What is needed is an exact copy of all the records below.

(Dataset records)
+===+

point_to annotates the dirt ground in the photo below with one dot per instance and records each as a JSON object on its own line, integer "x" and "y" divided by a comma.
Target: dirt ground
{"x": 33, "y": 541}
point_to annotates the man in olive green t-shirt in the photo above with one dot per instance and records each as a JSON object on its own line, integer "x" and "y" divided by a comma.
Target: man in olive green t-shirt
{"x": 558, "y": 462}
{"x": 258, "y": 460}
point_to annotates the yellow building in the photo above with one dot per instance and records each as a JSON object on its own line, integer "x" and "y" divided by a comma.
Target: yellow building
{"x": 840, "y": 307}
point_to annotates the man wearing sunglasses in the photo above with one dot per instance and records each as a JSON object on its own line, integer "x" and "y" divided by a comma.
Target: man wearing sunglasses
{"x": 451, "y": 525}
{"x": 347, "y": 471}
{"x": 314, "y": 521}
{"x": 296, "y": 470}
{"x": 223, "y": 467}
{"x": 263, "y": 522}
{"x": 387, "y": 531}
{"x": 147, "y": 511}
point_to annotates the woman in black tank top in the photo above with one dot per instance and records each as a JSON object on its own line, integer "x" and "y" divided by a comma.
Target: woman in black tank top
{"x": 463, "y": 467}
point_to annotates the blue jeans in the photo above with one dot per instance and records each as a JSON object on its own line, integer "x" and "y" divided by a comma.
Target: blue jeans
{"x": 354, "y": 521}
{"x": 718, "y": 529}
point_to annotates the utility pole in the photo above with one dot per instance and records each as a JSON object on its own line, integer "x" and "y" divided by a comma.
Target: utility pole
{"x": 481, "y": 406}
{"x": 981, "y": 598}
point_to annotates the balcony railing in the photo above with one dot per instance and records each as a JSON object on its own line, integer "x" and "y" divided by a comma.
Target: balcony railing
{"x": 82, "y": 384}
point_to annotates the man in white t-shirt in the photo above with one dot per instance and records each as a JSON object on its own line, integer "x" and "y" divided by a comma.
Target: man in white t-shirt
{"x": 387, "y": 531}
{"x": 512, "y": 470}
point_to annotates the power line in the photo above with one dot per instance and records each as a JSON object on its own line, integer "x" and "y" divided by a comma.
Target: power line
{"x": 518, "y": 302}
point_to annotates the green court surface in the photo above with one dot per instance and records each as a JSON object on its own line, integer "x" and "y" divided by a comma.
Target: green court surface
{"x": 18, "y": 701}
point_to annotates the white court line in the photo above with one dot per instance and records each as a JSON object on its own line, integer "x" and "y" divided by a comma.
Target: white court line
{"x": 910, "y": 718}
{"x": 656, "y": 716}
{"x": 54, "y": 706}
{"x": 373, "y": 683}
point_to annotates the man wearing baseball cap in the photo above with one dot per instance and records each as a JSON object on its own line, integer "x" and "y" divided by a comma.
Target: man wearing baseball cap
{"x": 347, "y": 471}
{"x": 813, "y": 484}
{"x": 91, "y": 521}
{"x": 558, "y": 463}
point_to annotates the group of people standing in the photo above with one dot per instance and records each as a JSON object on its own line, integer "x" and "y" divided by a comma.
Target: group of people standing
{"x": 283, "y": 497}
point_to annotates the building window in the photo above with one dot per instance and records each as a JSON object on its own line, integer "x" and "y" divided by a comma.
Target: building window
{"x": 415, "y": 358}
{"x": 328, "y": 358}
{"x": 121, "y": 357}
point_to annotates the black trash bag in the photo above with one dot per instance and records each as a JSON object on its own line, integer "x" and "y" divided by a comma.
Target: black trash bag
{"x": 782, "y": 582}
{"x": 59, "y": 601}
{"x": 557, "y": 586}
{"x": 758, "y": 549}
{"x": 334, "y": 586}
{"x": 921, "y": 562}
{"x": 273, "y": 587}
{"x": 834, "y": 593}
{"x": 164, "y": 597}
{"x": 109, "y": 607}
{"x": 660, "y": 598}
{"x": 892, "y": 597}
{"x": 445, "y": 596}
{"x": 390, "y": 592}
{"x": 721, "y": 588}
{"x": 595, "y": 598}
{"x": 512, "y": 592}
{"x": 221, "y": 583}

+===+

- Response box
point_to annotates the dirt ground in the photo below with one dot per instance and records each as a JSON object on its own line, integer "x" and "y" divided by a comma.
Target: dirt ground
{"x": 33, "y": 541}
point_to annotates the man in olive green t-shirt in the photo above with one dot per instance and records each as a JSON object on its own line, integer "x" and "y" divided by a comma.
Target: man in olive green t-shirt
{"x": 558, "y": 462}
{"x": 258, "y": 460}
point_to annotates the yellow building in the photo above with one dot per instance and records each as a JSON object on its own line, integer "x" and "y" divided by a comma.
Target: yellow building
{"x": 840, "y": 307}
point_to annotates the man wearing sunglasses in the photo above with one dot per instance and records each as a JSON object on its own line, integer "x" and "y" divided by a comma.
Target: man wearing sunglasses
{"x": 451, "y": 525}
{"x": 347, "y": 471}
{"x": 314, "y": 521}
{"x": 296, "y": 470}
{"x": 223, "y": 467}
{"x": 263, "y": 522}
{"x": 387, "y": 531}
{"x": 147, "y": 511}
point_to annotates the woman in black tank top in the photo above with one dot per instance and records each as a JSON object on its own line, integer "x" and "y" divided by a comma.
Target: woman in black tank top
{"x": 463, "y": 467}
point_to annotates the blue jeans in the photo above with one dot per instance and records each as a JSON object on its own line, integer "x" and "y" divided by a comma.
Target: blue jeans
{"x": 354, "y": 521}
{"x": 718, "y": 529}
point_to annotates the utility pole in the photo above with one dot per instance and records each as a JSON object on its own line, integer "x" and "y" divided by a comma.
Target: utility pole
{"x": 481, "y": 406}
{"x": 981, "y": 598}
point_to annotates the balcony railing in the photo above with one dot per instance and records each as a JSON object on its own line, integer "x" and "y" divided by a comma.
Target: balcony railing
{"x": 82, "y": 384}
point_to annotates the man in white t-shirt in the photo above with one dot per instance and records each as a JSON object on its own line, integer "x" and "y" divided by a comma.
Target: man in white t-shirt
{"x": 387, "y": 531}
{"x": 512, "y": 470}
point_to annotates the power line in the photo above with one dot per instance and records each as a JSON object on its own line, integer "x" and "y" divided by a comma.
Target: power line
{"x": 518, "y": 302}
point_to annotates the green court surface in the photo above with one dot per instance and records each as a JSON object on its own line, integer "x" and "y" divided by a comma.
Target: green court surface
{"x": 18, "y": 701}
point_to annotates the white court line in the photo above with one dot per instance and records each as a JSON object on its own line, integer "x" and "y" divided by a comma.
Target: white court line
{"x": 910, "y": 718}
{"x": 656, "y": 716}
{"x": 54, "y": 706}
{"x": 373, "y": 683}
point_to annotates the man wearing baseball cap in the photo above with one dot per instance and records each as a JSON object on its own line, integer "x" and "y" divided by a comma.
Target: man wearing baseball cap
{"x": 347, "y": 471}
{"x": 813, "y": 484}
{"x": 91, "y": 521}
{"x": 558, "y": 463}
point_to annotates the group of people standing in the photo above with one dot per instance and records each as a JSON object on its own line, integer "x" and "y" divided by a comma.
Target: group of people standing
{"x": 283, "y": 497}
point_to annotates the building window in the photo above with one dot per instance and records each as a JSON object on its own line, integer "x" and "y" divided by a comma.
Target: building window
{"x": 415, "y": 358}
{"x": 328, "y": 358}
{"x": 121, "y": 357}
point_to annotates the black trash bag in the photo above with one dot per instance and records each as a JSON object on its own line, integer "x" and "y" divided by a comma.
Target: black trash bag
{"x": 782, "y": 582}
{"x": 59, "y": 601}
{"x": 557, "y": 586}
{"x": 758, "y": 549}
{"x": 334, "y": 586}
{"x": 921, "y": 562}
{"x": 273, "y": 587}
{"x": 834, "y": 593}
{"x": 164, "y": 597}
{"x": 109, "y": 607}
{"x": 660, "y": 598}
{"x": 892, "y": 597}
{"x": 445, "y": 596}
{"x": 390, "y": 592}
{"x": 721, "y": 588}
{"x": 595, "y": 598}
{"x": 512, "y": 592}
{"x": 221, "y": 583}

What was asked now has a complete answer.